REQUIRED WORK:
Could you reproduce the stretch from "What does a" through "over your body…." in the passage on surveillance in Xinjiang, swapping each "police" for "security"?

PASSAGE PROVIDED:
■ ■ ■
What does a total surveillance environment look like? The people of Xinjiang, a region in northwestern China, have been finding out.
Here's how The New York Times describes measures being implemented there:
Imagine that this is your daily life: While on your way to work or on an errand, every 100 meters you pass a police blockhouse. Video cameras on street corners and lamp posts recognize your face and track your movements. At multiple checkpoints, police officers scan your ID card, your irises and the contents of your phone. At the supermarket or the bank, you are scanned again, your bags are X-rayed and an officer runs a wand over your body….
[Your] personal information, along with your biometric data, resides in a database tied to your ID number. The system crunches all of this into a composite score that ranks you as "safe," "normal" or "unsafe."
■ ■ ■
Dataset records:
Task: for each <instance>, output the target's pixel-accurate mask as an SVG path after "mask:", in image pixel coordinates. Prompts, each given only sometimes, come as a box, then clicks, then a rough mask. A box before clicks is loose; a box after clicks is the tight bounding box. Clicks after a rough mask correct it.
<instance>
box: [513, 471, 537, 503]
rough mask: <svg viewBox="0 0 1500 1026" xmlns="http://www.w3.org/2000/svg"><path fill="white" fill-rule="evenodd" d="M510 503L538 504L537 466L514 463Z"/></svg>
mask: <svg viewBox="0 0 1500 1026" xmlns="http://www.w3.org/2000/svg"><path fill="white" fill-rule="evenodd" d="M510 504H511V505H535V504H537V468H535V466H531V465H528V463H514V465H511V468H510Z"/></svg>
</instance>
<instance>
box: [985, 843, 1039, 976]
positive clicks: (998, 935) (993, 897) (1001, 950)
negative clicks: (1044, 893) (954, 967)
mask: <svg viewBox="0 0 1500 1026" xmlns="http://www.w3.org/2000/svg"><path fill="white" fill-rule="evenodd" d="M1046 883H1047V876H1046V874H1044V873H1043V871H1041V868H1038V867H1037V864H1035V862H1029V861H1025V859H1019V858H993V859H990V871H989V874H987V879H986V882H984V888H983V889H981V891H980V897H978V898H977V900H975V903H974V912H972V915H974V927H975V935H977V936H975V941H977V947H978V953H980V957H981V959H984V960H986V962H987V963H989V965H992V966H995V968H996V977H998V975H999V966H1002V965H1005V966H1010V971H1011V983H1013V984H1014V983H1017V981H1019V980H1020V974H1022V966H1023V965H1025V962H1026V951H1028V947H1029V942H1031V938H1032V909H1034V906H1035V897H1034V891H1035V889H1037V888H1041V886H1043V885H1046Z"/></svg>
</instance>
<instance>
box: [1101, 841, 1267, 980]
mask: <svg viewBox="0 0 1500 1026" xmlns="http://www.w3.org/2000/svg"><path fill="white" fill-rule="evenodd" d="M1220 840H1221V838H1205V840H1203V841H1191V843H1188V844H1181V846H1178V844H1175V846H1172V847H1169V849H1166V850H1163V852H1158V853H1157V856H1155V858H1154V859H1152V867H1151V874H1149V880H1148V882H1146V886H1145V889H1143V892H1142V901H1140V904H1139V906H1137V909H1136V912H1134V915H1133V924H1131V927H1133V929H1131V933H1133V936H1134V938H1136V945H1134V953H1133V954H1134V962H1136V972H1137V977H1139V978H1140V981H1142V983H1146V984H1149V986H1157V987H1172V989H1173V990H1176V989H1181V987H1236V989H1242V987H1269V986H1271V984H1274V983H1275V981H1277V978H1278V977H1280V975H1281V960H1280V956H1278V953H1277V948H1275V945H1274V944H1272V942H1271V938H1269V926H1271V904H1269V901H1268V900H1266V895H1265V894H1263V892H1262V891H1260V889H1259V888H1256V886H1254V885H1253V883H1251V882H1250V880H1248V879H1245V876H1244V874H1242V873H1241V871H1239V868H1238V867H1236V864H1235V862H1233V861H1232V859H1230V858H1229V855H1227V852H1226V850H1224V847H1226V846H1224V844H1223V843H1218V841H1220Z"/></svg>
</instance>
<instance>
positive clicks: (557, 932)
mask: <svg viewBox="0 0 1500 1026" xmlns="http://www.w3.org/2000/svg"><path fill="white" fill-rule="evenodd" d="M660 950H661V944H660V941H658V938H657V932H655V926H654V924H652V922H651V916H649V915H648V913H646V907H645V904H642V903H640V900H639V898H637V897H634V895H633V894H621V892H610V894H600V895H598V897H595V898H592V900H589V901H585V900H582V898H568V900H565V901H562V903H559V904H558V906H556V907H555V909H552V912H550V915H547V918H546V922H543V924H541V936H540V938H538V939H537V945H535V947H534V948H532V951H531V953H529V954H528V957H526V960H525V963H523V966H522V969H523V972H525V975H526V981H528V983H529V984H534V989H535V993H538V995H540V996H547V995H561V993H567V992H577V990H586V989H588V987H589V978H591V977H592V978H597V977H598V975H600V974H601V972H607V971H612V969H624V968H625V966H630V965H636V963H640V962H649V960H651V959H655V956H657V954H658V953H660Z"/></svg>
■ ■ ■
RESPONSE TO THE TASK:
What does a total surveillance environment look like? The people of Xinjiang, a region in northwestern China, have been finding out.
Here's how The New York Times describes measures being implemented there:
Imagine that this is your daily life: While on your way to work or on an errand, every 100 meters you pass a security blockhouse. Video cameras on street corners and lamp posts recognize your face and track your movements. At multiple checkpoints, security officers scan your ID card, your irises and the contents of your phone. At the supermarket or the bank, you are scanned again, your bags are X-rayed and an officer runs a wand over your body….